*Required action 1*.
From the forum thread about the machine accident, return the passage starting with "## Chopstix (Oct" and going on through "at Engineering school.".
*Required action 2*.
In the forum thread about the machine accident, what two steps does amber say should be done first in the future?
*Required action 3*.
Write what comes next in the forum thread about the machine accident, picking up after its final post.

*Selected text*.
────

Barb, I already replied in this thread, but I keep thinking about this accident, and how to prevent it from happening again.  I am being practical here, and not blaming the man who turned the machine on. First thing that should be done in the future is to unplug the equipment, and then put up a sign stating there is maintenance going on.  I am surprised that this company didnt have these measures in place. Sorry, just a little venting because this accident could have been so easily avoided.  I hope your cousin is well on his way to recovery.  Keep us posted.


----------



## SizzlininIN (Oct 26, 2006)

amber said:
			
		

> Barb, I already replied in this thread, but I keep thinking about this accident, and how to prevent it from happening again. I am being practical here, and not blaming the man who turned the machine on. First thing that should be done in the future is to unplug the equipment, and then put up a sign stating there is maintenance going on. I am surprised that this company didnt have these measures in place. Sorry, just a little venting because this accident could have been so easily avoided. I hope your cousin is well on his way to recovery. Keep us posted.


 
I'm sure OSHA is all over it and is thinking the same thing. My heart aches for both of them....Barbara's cousin and family and the person who turned the machine on and his/her family.


----------



## Chopstix (Oct 26, 2006)

amber said:
			
		

> First thing that should be done in the future is to unplug the equipment, and then put up a sign stating there is maintenance going on. I am surprised that this company didnt have these measures in place.


 
This was precisely my husband's reaction when I told him about this freak accident.  He said that shutting off the fuse box when doing maintenance was one of the very first things they teach at Engineering school.

Barb, I am hoping for all the best for your cousin.

────

*Supplied material*.

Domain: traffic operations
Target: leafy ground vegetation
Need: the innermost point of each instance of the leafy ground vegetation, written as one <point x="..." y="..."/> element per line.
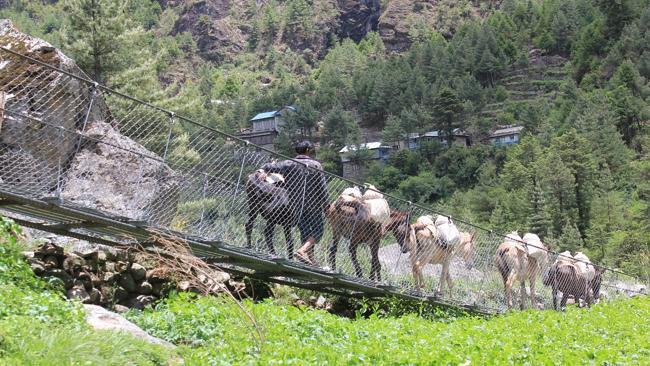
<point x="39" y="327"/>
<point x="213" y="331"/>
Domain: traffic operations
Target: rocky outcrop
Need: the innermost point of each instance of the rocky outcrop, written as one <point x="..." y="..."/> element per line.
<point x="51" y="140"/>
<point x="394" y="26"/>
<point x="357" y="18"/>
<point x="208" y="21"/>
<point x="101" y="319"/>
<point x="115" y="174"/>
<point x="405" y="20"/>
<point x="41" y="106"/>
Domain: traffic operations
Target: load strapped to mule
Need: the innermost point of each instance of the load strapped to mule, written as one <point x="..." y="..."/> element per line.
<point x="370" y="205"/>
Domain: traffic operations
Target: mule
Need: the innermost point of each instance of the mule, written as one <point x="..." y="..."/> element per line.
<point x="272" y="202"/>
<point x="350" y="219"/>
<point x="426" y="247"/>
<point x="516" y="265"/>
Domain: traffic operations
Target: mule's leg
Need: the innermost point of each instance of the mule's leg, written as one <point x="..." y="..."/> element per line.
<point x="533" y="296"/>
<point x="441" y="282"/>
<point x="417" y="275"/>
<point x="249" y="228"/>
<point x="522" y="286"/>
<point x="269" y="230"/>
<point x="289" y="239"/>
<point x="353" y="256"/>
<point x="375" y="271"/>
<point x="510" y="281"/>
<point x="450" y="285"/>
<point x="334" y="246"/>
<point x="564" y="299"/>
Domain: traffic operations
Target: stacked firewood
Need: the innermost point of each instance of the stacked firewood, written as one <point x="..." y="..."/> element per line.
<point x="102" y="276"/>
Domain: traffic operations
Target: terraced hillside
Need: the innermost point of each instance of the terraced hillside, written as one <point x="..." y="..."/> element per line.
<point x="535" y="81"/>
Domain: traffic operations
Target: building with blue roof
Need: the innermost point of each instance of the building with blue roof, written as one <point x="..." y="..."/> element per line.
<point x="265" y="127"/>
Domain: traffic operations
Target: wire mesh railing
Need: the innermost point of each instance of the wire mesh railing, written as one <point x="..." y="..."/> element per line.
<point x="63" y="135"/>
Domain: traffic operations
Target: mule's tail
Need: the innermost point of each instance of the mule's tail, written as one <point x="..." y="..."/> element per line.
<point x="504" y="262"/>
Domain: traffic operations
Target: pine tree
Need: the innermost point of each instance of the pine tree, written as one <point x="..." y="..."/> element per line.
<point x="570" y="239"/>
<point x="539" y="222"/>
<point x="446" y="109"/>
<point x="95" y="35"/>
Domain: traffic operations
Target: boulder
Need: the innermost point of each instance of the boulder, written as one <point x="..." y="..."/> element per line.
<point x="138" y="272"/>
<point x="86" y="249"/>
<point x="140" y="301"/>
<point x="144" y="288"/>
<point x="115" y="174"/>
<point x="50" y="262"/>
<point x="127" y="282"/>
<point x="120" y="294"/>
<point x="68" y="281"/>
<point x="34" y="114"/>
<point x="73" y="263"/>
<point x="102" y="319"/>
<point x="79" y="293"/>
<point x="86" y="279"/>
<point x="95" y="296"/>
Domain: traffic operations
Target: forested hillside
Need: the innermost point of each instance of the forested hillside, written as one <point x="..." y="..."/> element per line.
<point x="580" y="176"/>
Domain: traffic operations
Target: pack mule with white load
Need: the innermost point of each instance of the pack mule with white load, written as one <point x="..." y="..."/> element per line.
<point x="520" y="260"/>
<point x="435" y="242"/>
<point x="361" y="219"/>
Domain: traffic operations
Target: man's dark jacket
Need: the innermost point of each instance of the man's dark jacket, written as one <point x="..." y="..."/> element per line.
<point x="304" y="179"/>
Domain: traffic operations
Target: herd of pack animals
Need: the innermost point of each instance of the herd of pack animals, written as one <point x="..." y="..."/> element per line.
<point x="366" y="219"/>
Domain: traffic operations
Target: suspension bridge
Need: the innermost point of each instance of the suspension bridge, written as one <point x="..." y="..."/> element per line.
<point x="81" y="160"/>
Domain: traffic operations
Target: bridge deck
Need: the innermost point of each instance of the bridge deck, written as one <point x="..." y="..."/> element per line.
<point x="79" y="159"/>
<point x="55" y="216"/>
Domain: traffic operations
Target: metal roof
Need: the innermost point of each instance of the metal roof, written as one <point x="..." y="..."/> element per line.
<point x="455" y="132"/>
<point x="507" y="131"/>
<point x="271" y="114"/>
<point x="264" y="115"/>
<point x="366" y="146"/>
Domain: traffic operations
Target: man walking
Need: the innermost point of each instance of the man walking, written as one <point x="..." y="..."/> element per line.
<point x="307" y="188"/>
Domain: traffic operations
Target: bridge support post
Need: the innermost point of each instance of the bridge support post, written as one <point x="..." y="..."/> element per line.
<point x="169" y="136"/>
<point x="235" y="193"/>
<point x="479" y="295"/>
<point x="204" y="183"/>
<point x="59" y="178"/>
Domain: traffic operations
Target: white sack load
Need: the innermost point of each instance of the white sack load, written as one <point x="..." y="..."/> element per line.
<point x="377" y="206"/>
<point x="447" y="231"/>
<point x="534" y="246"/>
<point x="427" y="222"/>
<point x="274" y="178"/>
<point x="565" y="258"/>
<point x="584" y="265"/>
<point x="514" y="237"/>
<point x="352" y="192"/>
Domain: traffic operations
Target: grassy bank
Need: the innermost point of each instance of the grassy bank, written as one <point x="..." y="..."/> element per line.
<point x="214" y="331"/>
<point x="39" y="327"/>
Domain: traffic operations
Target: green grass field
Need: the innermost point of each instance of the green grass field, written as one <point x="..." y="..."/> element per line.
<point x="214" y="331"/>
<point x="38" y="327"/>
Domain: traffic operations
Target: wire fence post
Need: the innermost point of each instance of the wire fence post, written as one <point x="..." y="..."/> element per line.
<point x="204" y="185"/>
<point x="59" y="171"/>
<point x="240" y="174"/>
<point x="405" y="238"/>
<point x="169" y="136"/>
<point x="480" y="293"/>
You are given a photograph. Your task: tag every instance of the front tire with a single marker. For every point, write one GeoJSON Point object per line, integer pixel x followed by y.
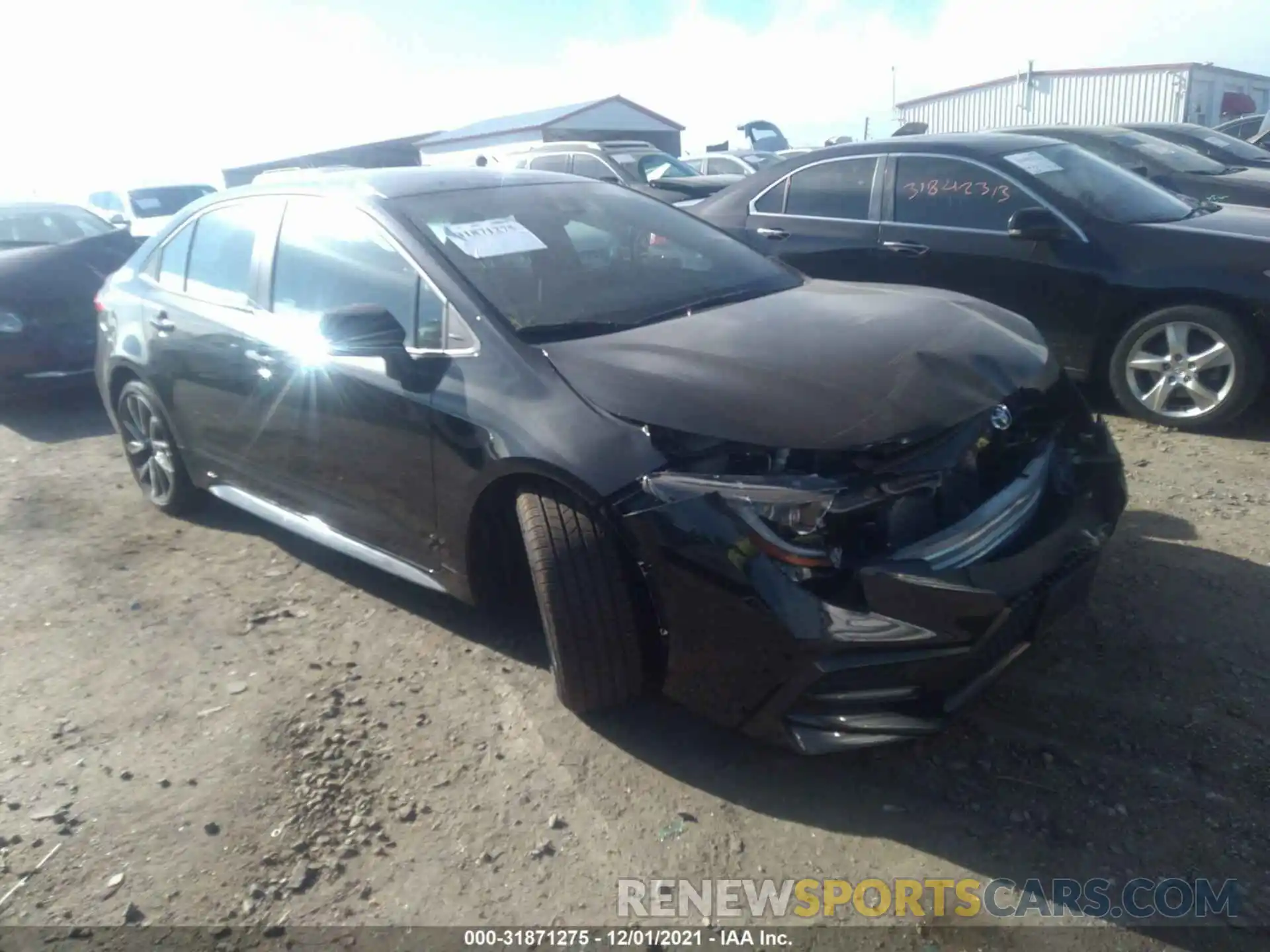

────

*Output 1*.
## Chopstix (Oct 26, 2006)

amber said:
			
		

> First thing that should be done in the future is to unplug the equipment, and then put up a sign stating there is maintenance going on. I am surprised that this company didnt have these measures in place.


 
This was precisely my husband's reaction when I told him about this freak accident.  He said that shutting off the fuse box when doing maintenance was one of the very first things they teach at Engineering school.

*Output 2*.
Unplug the equipment, then put up a sign stating there is maintenance going on.

*Output 3*.
----------



## Barbara L (Oct 26, 2006)

amber said:
			
		

> Barb, I already replied in this thread, but I keep thinking about this accident, and how to prevent it from happening again. I am being practical here, and not blaming the man who turned the machine on. First thing that should be done in the future is to unplug the equipment, and then put up a sign stating there is maintenance going on. I am surprised that this company didnt have these measures in place. Sorry, just a little venting because this accident could have been so easily avoided. I hope your cousin is well on his way to recovery. Keep us posted.


We were saying the same thing--At the very least there should have been a sign next to the lever or button, and there should be other safeguards as well.  I will probably talk to my dad on Sunday and will see if there is an update.

 Barbara


----------



## SizzlininIN (Oct 26, 2006)

Prayers continue to go up Barbara.  Please let us know how he's doing when you can.


----------



## Sandyj (Oct 26, 2006)

Barb, I have also beein thinking about your BIL and also about the turning off of that machine vs. unplugging. In 1966, our family had only just arrived in the USA and my dad (was an electrical engineer) was grabbed by a mold making machine at a Chrysler plant in Detroit. He knew that the machine would crush his leg if it was switched off and completed its motion...just before he lost consciousness, he called out for help from a guy he knew would remember this. His his foot was crushed, but it was not as bad as it could have been. Doctors said he'd never walk properly again, but several weeks later he walked out of the Henry Ford hospital. I hope your BIL will recover as well as my dad did - I know his injuries must be more severe, and I sincerely hope that better safety measures are put into place at his place of work. I'm still sending prayers....Sandyj


----------



## SizzlininIN (Oct 28, 2006)

Barb......how's your BIL doing now? Have you heard anything?  Prayers continue.


----------



## Charlotte (Oct 28, 2006)

Yes, definitely prayers continue... Please update us when you can...


----------



## Barbara L (Oct 28, 2006)

Hi everyone, and thanks.  I haven't heard any more news about Chuck (who is my cousin).  I will call my dad tomorrow to see if he has heard anything.  I have an easier time getting ahold of my dad on Sundays.  

 Barbara


----------



## -DEADLY SUSHI- (Oct 28, 2006)

Dear LORD! Thats HORRIBLE! Prayers going out!!! What is his First name Barbara?


----------



## Barbara L (Oct 28, 2006)

Thanks Paul.  His name is Chuck.

 Barbara


----------



## Alix (Oct 28, 2006)

Keep us posted Barbara. Hope he is doing well.


----------



## Barbara L (Oct 30, 2006)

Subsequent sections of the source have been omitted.